The behavior of the minimum slant range was repeated in detail in the seasonal and diurnal dependencies of the skip distance. The difference between the two characteristics varied in the following ranges: ~20–50 km in the E channel, ~80–150 km in the F1 channel, and ~100–200 km in the F2 channel.

Elevation angle

In Fig. 1b, the diurnal and seasonal dependence of the elevation angle repeated the corresponding critical frequency behavior (Fig. 1d); the higher the critical frequency, the higher the elevation angle. This phenomenon directly follows Snell’s law (Davies 1990). In case of a flat ionosphere, a relation between the oblique and vertical sounding frequencies, f _oblique and f _vert, when the waves are reflected at the same true height, is given by f _oblique = f _vert/cos θ ₀. Here, θ ₀ is the incidence angle measured from a normal to the ionosphere layer. The above relation can also be rewritten as

$$ {f}_{\mathrm{oblique}}={f}_{\mathrm{vert}}/ \sin \varDelta $$

(3)

Here, Δ is the elevation angle. Elevation measurements could be used for estimation of the plasma frequency in the reflection point (Hughes et al. 2002; Bland et al. 2014). Equation (3) is applicable for distances up to about 500 km. For longer distances, we should take into account the roundness of the Earth. A simple equation can be obtained for this case from the generalized Snell’s law, but it includes true reflection height as an additional parameter.

True reflection height

Diurnal and seasonal dependence of the true reflection height in the F1 and F2 channels was determined mostly by the behavior of a corresponding maximum height (see middle and right columns of Fig. 1c, e). The true reflection height was lower than the corresponding maximum height by approximately 40 km. Since the IRI maximum height of the E layer was fixed at specific value of 110 km, variations in the true reflection height were caused only by the critical frequency variation (see left column of Fig. 1c–e). Deviations between the true reflection height and the maximum height of the E channel varied within a small range of ~6–10 km. The true reflection height in the F1 and F2 channels increased with increases in solar activity (lifting of the layers). On the contrary, the true reflection height in the E channel decreased with increases in solar activity.

## ITEMS

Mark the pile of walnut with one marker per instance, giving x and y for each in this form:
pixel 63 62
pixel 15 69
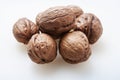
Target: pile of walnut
pixel 75 29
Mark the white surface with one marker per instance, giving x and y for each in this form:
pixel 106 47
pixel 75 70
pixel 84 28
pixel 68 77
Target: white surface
pixel 104 63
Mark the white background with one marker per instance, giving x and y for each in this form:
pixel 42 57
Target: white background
pixel 104 63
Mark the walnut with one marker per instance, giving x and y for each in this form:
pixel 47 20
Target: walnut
pixel 42 48
pixel 58 20
pixel 90 25
pixel 23 30
pixel 74 47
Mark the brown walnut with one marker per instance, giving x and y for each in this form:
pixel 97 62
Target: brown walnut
pixel 74 47
pixel 58 20
pixel 90 25
pixel 42 48
pixel 23 30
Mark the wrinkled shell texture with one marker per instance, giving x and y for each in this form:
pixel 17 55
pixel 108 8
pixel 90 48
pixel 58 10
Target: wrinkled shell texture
pixel 90 25
pixel 42 48
pixel 74 47
pixel 23 30
pixel 58 20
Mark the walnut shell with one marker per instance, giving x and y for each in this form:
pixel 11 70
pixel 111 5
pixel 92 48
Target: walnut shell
pixel 58 20
pixel 90 25
pixel 23 30
pixel 42 48
pixel 74 47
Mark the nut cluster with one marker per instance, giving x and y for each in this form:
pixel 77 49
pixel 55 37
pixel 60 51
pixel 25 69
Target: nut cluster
pixel 75 29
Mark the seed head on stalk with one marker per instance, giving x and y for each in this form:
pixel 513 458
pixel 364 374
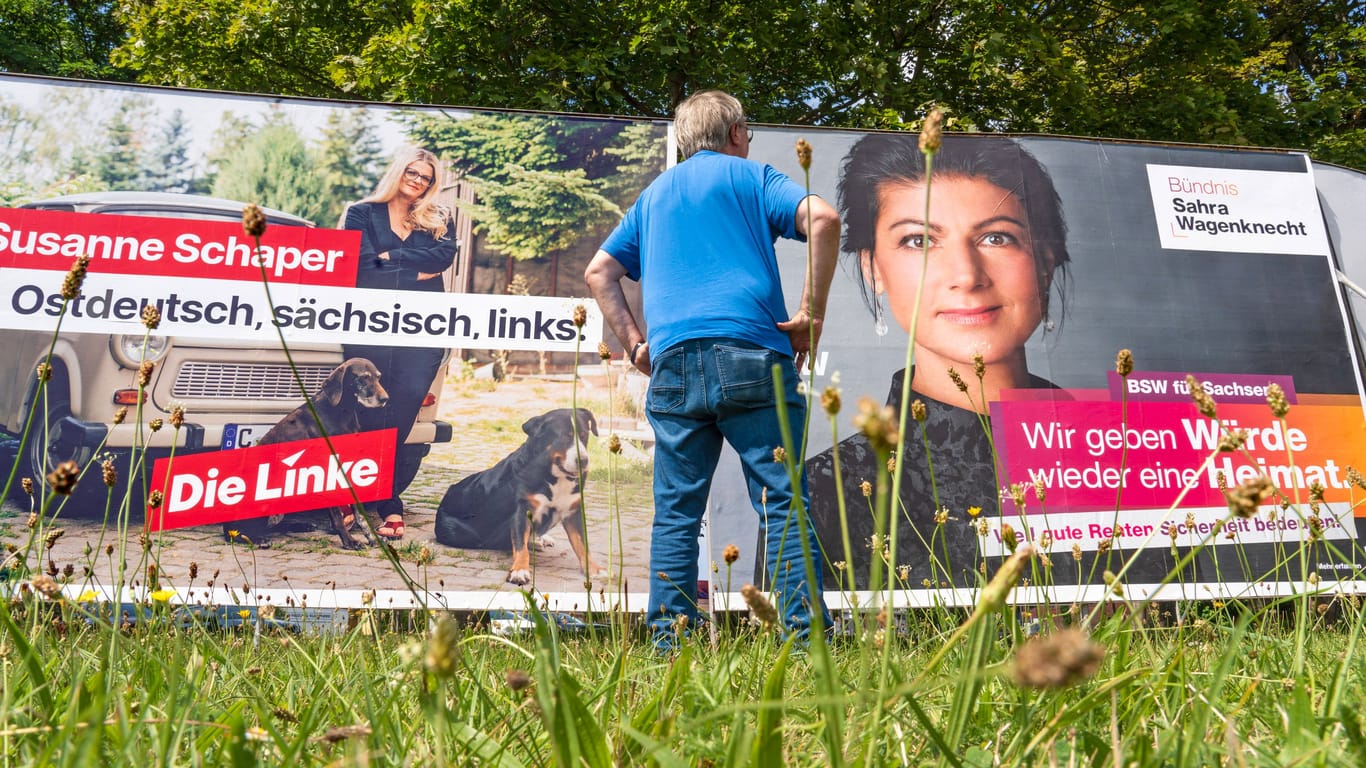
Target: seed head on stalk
pixel 253 220
pixel 75 276
pixel 1124 362
pixel 731 554
pixel 63 477
pixel 760 606
pixel 1202 401
pixel 1276 399
pixel 932 134
pixel 150 316
pixel 1062 659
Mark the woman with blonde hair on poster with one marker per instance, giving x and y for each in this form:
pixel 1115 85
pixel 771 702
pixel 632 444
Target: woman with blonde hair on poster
pixel 407 242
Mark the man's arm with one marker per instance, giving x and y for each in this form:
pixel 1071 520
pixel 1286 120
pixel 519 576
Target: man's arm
pixel 604 278
pixel 821 226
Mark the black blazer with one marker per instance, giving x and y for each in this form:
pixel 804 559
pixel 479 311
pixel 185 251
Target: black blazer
pixel 407 257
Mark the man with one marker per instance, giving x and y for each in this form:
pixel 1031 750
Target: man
pixel 700 239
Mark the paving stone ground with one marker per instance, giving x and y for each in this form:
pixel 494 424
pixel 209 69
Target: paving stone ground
pixel 486 424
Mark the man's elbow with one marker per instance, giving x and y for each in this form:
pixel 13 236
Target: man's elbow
pixel 598 272
pixel 823 217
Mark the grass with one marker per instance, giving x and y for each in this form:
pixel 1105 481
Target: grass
pixel 1210 690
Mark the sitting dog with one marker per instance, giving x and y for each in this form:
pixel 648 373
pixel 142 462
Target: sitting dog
pixel 350 387
pixel 518 500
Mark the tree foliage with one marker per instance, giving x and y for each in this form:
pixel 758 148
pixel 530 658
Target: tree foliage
pixel 60 37
pixel 1284 73
pixel 268 170
pixel 540 182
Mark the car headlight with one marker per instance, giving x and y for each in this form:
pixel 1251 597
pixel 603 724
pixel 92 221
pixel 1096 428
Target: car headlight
pixel 130 350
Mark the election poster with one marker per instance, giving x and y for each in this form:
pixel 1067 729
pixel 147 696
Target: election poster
pixel 410 335
pixel 1219 459
pixel 204 406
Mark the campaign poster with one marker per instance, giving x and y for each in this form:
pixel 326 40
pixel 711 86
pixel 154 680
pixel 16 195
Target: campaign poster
pixel 418 283
pixel 1047 257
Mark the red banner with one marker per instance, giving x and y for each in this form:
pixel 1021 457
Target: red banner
pixel 176 248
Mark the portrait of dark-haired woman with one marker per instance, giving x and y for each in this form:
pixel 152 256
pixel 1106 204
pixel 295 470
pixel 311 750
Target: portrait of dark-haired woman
pixel 996 254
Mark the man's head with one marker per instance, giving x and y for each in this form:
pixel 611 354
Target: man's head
pixel 712 119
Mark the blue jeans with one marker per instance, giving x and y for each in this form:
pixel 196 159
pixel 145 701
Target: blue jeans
pixel 704 391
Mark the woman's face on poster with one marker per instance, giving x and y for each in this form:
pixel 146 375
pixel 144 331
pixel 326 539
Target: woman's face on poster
pixel 417 178
pixel 982 287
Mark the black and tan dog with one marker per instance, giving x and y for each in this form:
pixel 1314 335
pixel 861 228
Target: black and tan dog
pixel 351 387
pixel 518 500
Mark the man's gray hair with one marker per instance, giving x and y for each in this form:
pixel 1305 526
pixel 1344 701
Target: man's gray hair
pixel 704 120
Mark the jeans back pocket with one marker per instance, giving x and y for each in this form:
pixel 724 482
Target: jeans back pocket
pixel 746 375
pixel 667 381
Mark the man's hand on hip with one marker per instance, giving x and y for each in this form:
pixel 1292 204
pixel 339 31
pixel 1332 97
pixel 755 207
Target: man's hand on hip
pixel 803 332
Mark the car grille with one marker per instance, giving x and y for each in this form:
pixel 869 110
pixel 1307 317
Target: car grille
pixel 245 381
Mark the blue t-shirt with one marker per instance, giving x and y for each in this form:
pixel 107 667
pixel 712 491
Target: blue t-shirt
pixel 700 239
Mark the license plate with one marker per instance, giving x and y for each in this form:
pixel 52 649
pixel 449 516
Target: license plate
pixel 243 435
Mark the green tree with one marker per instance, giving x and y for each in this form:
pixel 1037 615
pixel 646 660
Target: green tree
pixel 60 37
pixel 350 159
pixel 541 182
pixel 287 47
pixel 275 168
pixel 1287 73
pixel 120 160
pixel 167 166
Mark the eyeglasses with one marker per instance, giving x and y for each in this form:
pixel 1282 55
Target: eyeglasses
pixel 417 176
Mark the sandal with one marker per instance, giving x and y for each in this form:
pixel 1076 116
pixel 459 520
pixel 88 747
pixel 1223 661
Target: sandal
pixel 392 528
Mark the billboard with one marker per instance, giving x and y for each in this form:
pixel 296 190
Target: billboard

## YOUR TASKS
1. In the ionospheric sounding passage, at what fixed value was the IRI maximum height of the E layer set?
2. Rewrite the ionospheric sounding passage starting with "The behavior of the" and going on through "the F2 channel.", with "skip distance" changed to "hop distance".
3. Write what comes next in the ionospheric sounding passage, picking up after its final sentence.

## EXPECTED RESPONSES
1. 110 km

2.
The behavior of the minimum slant range was repeated in detail in the seasonal and diurnal dependencies of the hop distance. The difference between the two characteristics varied in the following ranges: ~20–50 km in the E channel, ~80–150 km in the F1 channel, and ~100–200 km in the F2 channel.

3.
Application of the calculated characteristics

One of the important tasks, in monitoring the ionosphere using SuperDARN radars, is the mapping of the reflecting/scattering regions. In practical terms, while mapping, we should start by determining the effective reflection height. In a spherical ionosphere, assuming that the Breit and Tuve’s theorem holds (Davies, 1990), we determined the effective height, h _eff:

$$ {h}_{\mathrm{eff}}={\left({a}^2+{r_{\mathrm{ref}}}^2+2a{r}_{\mathrm{ref}} \sin \varDelta \right)}^{1/2}-a $$

(4)

where a is the radius of the Earth and r _ref is the slant range to the reflection point. In case of the absence of the elevation measurement, the effective height is usually assumed to be fixed at a specific value (Bristow et al. 1994; Grocott et al. 2013; Oinats et al. 2015), or some empirical height models could be used (Chisham et al. 2008; Yeoman et al. 2008). Figure 2a shows the dependence of the effective reflection height calculated using Eq. (4). It varied in a wide range from 200 to 500 km in the F1 and F2 channels and from 115 to 130 km in the E channel. The intervals did not overlap and therefore, if we could calculate the effective reflection height properly, we would be able to separate the E echoes from the F (F2 and F1) echoes at least.

Fig. 2

Same as Fig. 1 but for additional calculated parameters. Panels a and b show variations of the effective reflection height and slant range ratio, respectively

Application of the fixed effective height leads to a systematic error in mapping. Here, we could estimate it using the following procedure. First, for some fixed h _eff and certain r _ref from the simulation, we determined an effective elevation angle from Eq. (4). Further, using the effective angle and r _ref, we calculated the ground distance to the reflection point, D _ref:

$$ {D}_{\mathrm{ref}}=a\cdot \mathrm{arctg}\left(\frac{r_{\mathrm{ref}} \cos \varDelta }{a+{r}_{\mathrm{ref}} \sin \varDelta}\right) $$

(5)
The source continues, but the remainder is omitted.